_Stated problem:_ Can you turn every line of the records below into a numbered list, skipping blank lines and leaving the pictures out?

Data records:
******

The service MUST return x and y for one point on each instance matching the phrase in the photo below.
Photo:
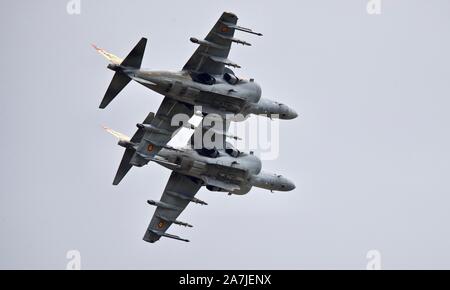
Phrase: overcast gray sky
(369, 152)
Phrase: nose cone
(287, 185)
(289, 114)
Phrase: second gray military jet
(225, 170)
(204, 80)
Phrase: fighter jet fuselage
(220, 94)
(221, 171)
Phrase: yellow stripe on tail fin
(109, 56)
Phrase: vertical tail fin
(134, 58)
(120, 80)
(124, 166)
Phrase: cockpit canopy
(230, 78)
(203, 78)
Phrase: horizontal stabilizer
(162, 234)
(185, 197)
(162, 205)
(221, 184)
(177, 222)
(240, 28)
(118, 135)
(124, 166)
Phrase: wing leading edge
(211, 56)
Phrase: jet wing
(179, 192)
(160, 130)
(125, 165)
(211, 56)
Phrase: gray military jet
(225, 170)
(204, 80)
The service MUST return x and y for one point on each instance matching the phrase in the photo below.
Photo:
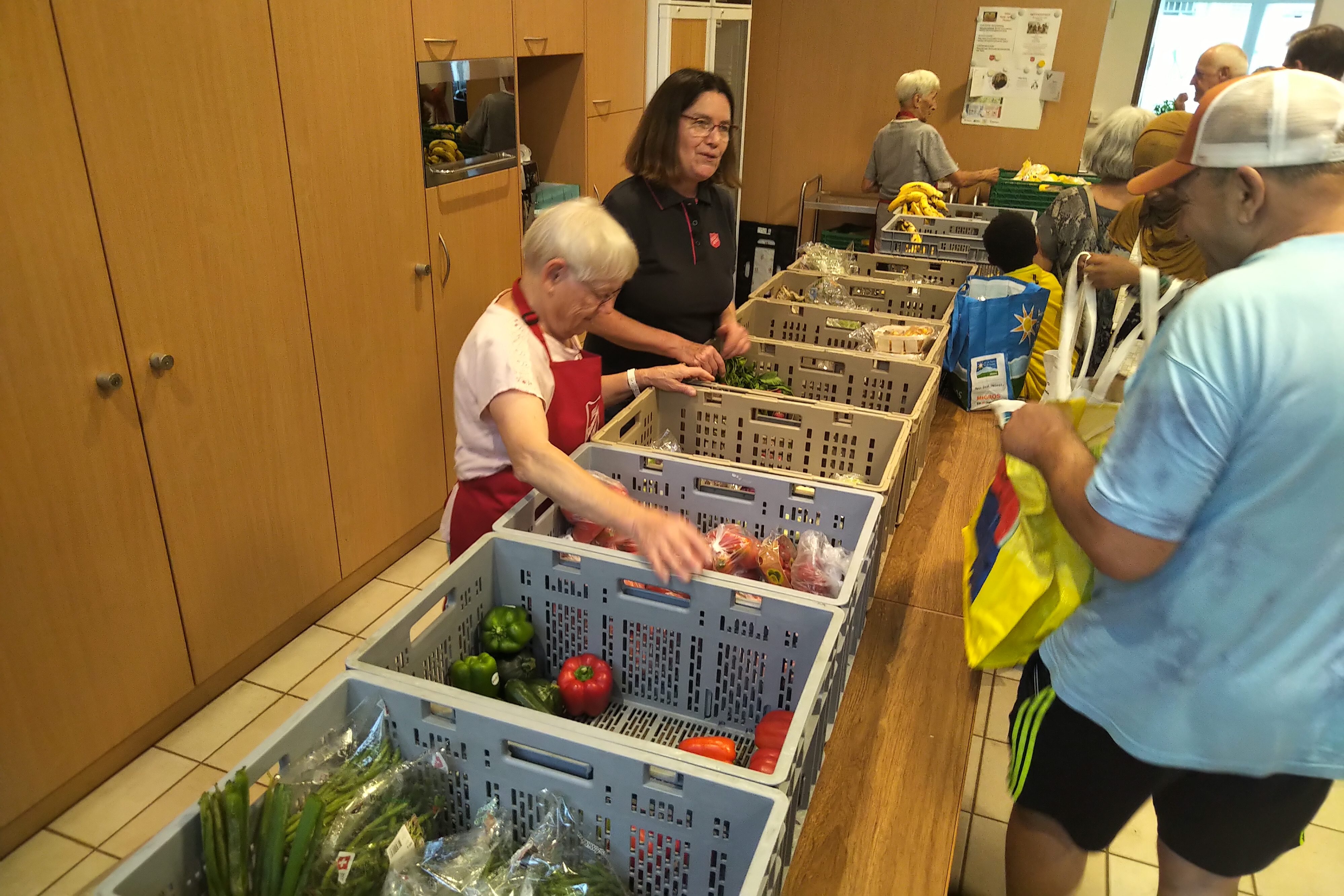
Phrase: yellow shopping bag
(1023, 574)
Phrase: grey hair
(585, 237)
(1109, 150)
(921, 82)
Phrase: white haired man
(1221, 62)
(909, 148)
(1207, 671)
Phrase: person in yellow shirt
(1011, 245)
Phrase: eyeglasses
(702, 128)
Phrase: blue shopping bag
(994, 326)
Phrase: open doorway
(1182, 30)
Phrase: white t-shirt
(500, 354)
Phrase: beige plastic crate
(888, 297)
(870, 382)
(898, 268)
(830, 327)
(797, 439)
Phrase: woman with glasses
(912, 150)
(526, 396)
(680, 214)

******

_Written solution:_
1. The service MUST return x and y for one point on each instance matching the phrase in the photo below.
2. Photo:
3. Phrase: overcast gray sky
4. (369, 152)
5. Phrase: nose cone
6. (287, 185)
7. (289, 114)
8. Phrase: second gray military jet
9. (225, 170)
10. (204, 80)
11. Phrase: fighter jet fuselage
12. (220, 94)
13. (221, 171)
14. Phrase: yellow stripe on tail fin
15. (109, 56)
16. Phrase: vertical tail fin
17. (134, 58)
18. (120, 80)
19. (124, 166)
20. Phrase: cockpit canopy
21. (230, 78)
22. (203, 78)
23. Phrase: horizontal stabilizer
24. (162, 234)
25. (185, 197)
26. (162, 205)
27. (221, 184)
28. (177, 222)
29. (240, 28)
30. (118, 135)
31. (124, 166)
32. Phrase: wing leading edge
33. (211, 56)
34. Phrase: jet wing
35. (179, 192)
36. (160, 130)
37. (125, 165)
38. (211, 56)
39. Phrase: gray military jet
40. (225, 170)
41. (204, 80)
42. The service MUST return x and y for one point on each instance matching the phrase in the photo below.
43. Photo:
44. Phrase: yellow shopping bag
45. (1023, 574)
46. Phrase: grey hair
47. (585, 237)
48. (1109, 150)
49. (921, 82)
50. Phrase: white haired man
51. (1221, 62)
52. (909, 148)
53. (1207, 671)
54. Phrase: person in yellow shirt
55. (1011, 245)
56. Phrase: eyeglasses
57. (702, 128)
58. Phrase: blue shopping bag
59. (994, 326)
60. Phrase: open doorway
61. (1182, 30)
62. Phrase: white t-shirt
63. (500, 354)
64. Phrase: beige plastic crate
65. (888, 297)
66. (870, 382)
67. (898, 268)
68. (830, 327)
69. (797, 439)
70. Phrase: woman with glasses
71. (912, 150)
72. (526, 396)
73. (680, 214)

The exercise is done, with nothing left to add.